━━━━━ DOCUMENT SOURCE ━━━━━

Il faut que vous me fassiez un plaisir essentiel ; je veux finir ma vie par le supplice que demandait Arlequin ; il voulait mourir de rire

... Malheureusement, ami Voltaire tu ne seras pas exaucé !

 

Mis en ligne le 16/11/2020 pour le 13/8/2015

 

 

« A Jean La Rond d'Alembert

À Ferney , 13 d'auguste [1760]

Vous êtes assurément, mon divin Protagoras, un des plus salés philosophes que je connaisse ; vous devriez bien honorer de quelques pincées de votre sel cette troupe de polissons hypocrites, qui veut tantôt être sérieuse et tantôt plaisante, et qui n'est jamais que ridicule . Si on ne peut avoir l'aréopage de son côté, il faut avoir les rieurs, et il me parait qu'ils sont pour nous .
Sans doute , il faut se réunir avec Duclos, et même avec Mairan, quoiqu'il se soit plaint autrefois amèrement d'être contrefait par vous en perfection ; il faut qu'on puisse couvrir tous les philosophes d'un manteau ; marchez, je vous en conjure, en bataillon serré . Je suis enivré de l'idée de mettre Diderot à l'Académie ; ou je me trompe, ou vous avez une belle ouverture . L'Académie travaille à son dictionnaire, et y fait passer tous les termes des arts . On dira au roi qu'on ne peut achever ce dictionnaire sans Diderot ; cela pourra exciter une petite guerre civile ; et à votre avis, la guerre civile n'est-elle pas fort amusante ? Après avoir fait entrer Diderot, je prétends qu'on fasse entrer l'abbé Mords-les . Il ne se passait pas de jour de poste que je n'écrivisse pour cet abbé, que je n'ai pas l'honneur de connaitre ; mais j'aime passionnément mes frères en Belzébuth . Je crois , entre nous, que M. d'Argental a fait déterminer le temps de sa captivité en Babylone, et qu'il a beaucoup plus servi que Jean-Jacques à délivrer notre frère .

━━━━━

Recopiez sans rien changer le passage de la lettre à d'Alembert qui commence par « À Ferney , 13 » et se termine par « pour nous . », ces derniers mots compris.

━━━━━ LIGNES DE DONNÉES ━━━━━

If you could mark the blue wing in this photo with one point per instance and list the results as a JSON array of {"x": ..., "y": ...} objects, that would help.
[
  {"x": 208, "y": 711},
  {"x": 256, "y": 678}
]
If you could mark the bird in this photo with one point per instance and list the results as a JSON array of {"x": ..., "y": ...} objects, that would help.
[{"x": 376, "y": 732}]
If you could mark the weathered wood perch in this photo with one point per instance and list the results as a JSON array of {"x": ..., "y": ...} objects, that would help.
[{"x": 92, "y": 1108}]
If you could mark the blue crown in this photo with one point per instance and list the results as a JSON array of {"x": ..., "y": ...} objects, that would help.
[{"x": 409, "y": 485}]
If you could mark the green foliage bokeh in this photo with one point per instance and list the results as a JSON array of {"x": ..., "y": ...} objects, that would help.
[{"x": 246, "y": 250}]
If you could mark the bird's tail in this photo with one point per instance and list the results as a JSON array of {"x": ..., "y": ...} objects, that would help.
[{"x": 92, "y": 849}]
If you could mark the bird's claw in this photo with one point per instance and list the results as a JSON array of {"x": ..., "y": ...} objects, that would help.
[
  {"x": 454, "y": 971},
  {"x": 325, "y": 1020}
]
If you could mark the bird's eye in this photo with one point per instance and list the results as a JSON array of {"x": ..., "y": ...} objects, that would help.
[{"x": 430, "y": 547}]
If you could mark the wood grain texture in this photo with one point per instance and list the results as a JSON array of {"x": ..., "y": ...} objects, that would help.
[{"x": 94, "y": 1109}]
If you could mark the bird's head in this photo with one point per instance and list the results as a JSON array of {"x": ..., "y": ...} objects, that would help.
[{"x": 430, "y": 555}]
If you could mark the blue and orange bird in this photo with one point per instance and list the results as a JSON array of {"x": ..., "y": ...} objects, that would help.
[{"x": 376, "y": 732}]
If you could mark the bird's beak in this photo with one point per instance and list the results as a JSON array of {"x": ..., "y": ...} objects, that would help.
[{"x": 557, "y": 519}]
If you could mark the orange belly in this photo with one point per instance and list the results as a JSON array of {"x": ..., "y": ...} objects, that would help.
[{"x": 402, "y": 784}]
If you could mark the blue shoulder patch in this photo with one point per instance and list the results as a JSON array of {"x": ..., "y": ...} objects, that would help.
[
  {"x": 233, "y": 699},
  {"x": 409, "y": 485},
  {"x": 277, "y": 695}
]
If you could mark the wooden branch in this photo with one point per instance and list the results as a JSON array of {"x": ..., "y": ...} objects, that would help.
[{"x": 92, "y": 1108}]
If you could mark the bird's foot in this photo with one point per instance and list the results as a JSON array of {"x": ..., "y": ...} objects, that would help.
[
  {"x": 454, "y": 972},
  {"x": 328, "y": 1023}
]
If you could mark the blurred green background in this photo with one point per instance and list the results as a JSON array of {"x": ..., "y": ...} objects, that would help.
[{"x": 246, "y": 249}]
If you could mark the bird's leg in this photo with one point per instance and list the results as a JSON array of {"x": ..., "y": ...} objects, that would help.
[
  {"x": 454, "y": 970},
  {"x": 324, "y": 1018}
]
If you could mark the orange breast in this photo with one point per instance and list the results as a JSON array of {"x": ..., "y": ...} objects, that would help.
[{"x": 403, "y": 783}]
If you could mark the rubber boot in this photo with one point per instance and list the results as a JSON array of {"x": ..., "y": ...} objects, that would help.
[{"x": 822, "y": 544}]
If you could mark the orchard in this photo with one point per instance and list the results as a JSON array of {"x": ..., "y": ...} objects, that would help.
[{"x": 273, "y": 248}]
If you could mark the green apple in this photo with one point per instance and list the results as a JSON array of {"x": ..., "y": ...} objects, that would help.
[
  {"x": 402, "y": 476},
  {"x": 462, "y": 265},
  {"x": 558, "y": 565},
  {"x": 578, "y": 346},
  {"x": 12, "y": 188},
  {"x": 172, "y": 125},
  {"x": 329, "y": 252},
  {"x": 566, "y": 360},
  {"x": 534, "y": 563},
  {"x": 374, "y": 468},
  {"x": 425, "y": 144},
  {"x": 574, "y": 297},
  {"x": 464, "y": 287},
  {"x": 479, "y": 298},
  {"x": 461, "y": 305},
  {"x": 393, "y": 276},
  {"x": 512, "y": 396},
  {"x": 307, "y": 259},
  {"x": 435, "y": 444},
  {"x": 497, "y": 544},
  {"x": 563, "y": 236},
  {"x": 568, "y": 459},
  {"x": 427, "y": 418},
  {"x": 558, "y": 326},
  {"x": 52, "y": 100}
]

━━━━━

*RÉSULTAT DE LA TÂCHE*.
À Ferney , 13 d'auguste [1760]

Vous êtes assurément, mon divin Protagoras, un des plus salés philosophes que je connaisse ; vous devriez bien honorer de quelques pincées de votre sel cette troupe de polissons hypocrites, qui veut tantôt être sérieuse et tantôt plaisante, et qui n'est jamais que ridicule . Si on ne peut avoir l'aréopage de son côté, il faut avoir les rieurs, et il me parait qu'ils sont pour nous .